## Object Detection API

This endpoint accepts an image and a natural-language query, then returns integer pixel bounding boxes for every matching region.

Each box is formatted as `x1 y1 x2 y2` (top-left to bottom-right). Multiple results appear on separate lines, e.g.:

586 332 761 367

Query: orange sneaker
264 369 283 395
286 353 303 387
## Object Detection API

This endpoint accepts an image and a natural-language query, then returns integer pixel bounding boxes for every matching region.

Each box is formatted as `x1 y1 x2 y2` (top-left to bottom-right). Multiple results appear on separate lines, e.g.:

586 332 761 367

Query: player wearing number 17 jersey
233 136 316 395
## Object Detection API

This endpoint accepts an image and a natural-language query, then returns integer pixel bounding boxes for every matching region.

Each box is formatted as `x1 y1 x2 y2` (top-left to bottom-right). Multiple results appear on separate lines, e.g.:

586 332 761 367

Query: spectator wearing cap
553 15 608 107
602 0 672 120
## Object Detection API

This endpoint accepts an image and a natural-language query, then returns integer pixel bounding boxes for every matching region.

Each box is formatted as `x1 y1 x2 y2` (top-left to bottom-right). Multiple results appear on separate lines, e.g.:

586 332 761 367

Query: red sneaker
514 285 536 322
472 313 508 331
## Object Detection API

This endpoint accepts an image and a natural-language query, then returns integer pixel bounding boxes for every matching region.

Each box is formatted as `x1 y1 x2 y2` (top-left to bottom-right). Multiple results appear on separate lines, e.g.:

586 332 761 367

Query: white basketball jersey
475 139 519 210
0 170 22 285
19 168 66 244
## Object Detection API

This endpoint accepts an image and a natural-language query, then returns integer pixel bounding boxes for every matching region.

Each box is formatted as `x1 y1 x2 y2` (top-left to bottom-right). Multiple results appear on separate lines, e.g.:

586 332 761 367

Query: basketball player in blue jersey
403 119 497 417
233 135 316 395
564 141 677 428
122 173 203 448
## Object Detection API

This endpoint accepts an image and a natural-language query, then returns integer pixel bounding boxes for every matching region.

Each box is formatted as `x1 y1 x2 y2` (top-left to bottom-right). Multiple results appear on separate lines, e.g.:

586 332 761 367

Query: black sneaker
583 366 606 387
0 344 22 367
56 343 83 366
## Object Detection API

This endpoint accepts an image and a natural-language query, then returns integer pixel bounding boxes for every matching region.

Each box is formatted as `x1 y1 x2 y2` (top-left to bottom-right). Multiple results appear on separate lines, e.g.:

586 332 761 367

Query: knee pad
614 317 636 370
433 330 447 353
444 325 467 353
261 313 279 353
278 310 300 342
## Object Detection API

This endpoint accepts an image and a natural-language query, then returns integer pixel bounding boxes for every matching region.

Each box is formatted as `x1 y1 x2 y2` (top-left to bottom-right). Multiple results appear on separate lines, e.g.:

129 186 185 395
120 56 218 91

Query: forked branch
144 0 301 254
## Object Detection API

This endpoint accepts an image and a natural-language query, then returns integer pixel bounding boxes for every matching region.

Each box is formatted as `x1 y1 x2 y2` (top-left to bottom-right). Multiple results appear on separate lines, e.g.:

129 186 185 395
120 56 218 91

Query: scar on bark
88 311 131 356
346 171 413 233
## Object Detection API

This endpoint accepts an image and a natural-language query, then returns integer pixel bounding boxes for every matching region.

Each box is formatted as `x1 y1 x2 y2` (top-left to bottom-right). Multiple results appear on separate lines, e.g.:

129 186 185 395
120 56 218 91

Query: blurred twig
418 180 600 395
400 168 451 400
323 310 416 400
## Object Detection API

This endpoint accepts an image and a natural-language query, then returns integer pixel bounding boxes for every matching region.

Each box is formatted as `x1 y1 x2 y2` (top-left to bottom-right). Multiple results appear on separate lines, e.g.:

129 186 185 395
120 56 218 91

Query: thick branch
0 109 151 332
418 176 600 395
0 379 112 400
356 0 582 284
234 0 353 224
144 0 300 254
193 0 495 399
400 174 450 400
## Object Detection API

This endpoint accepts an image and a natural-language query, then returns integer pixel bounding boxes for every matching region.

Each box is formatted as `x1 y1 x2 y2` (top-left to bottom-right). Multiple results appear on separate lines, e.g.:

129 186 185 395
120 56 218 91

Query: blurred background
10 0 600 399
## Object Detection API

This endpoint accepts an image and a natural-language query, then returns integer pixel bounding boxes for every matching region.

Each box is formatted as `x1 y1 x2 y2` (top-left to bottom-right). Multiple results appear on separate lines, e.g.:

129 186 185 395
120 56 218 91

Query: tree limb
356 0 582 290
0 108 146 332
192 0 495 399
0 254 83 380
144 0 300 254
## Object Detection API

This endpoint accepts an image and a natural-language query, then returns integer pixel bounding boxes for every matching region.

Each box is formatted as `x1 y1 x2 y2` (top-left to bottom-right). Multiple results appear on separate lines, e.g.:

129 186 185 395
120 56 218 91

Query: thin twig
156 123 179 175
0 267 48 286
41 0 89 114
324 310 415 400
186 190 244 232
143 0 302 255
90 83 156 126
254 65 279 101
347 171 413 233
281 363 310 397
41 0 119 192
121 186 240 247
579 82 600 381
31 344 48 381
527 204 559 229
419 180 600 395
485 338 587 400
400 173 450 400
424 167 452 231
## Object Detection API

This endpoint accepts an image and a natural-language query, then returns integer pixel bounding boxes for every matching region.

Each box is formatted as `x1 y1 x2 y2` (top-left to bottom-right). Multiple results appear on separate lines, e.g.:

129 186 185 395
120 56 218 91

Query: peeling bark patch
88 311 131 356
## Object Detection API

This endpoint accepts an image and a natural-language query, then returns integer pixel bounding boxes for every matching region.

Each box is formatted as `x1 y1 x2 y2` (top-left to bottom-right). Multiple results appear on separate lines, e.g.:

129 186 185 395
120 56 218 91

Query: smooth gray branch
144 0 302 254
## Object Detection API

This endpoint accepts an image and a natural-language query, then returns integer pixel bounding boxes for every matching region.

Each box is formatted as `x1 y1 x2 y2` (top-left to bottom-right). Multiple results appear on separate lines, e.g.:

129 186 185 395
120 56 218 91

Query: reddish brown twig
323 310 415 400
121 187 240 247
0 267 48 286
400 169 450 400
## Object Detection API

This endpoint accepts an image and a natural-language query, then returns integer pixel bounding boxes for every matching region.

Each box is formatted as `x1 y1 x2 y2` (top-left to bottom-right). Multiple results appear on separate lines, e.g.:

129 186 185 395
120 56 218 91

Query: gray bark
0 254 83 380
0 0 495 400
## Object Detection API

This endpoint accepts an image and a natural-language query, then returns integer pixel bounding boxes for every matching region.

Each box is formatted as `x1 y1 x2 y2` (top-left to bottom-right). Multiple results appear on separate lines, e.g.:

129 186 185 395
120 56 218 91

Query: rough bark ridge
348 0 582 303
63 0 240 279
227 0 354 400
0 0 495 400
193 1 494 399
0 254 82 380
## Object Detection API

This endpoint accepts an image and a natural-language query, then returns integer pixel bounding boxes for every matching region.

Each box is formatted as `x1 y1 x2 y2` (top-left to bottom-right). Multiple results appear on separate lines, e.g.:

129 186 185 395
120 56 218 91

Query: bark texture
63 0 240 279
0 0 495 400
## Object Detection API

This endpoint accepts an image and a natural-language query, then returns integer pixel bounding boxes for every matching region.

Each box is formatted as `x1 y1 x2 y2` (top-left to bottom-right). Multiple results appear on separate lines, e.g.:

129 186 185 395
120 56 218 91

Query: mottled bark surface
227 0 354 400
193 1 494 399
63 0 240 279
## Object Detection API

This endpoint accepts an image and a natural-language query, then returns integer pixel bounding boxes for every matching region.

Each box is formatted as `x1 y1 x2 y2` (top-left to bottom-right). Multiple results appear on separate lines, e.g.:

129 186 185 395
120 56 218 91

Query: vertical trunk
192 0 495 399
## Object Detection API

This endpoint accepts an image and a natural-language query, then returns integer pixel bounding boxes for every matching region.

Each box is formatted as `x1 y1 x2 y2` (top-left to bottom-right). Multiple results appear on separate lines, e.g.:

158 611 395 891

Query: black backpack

_ _ _

Task description
Count the lines in the data above that contain the string "jersey". Give only the number.

Final result
3